The problem:
Here the answer must be the exact run of lines from the line holding "mark green checkered skirt | bbox" to the end of the material below, and nothing else.

== Material to process

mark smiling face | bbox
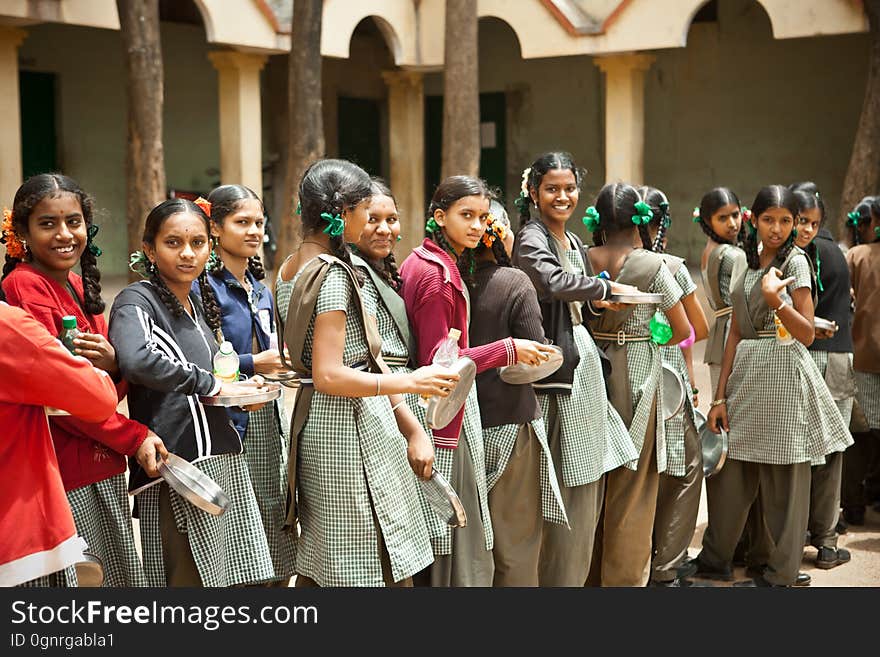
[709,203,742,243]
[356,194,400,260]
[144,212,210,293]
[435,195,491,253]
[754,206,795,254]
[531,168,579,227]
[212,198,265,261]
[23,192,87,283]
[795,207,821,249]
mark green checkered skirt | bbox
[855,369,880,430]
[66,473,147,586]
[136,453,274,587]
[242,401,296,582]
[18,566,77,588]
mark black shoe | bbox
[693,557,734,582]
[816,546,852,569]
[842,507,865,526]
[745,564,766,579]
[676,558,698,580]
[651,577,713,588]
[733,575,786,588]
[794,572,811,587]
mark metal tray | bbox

====

Response:
mark green checkered skirt | bbox
[855,369,880,430]
[66,473,147,586]
[136,453,274,587]
[242,401,296,582]
[18,566,77,588]
mark black shoe | bbox
[693,557,734,582]
[816,546,852,569]
[842,507,865,526]
[745,564,766,579]
[676,558,698,580]
[651,577,713,588]
[733,575,786,588]
[794,572,811,587]
mark metal tray | bbox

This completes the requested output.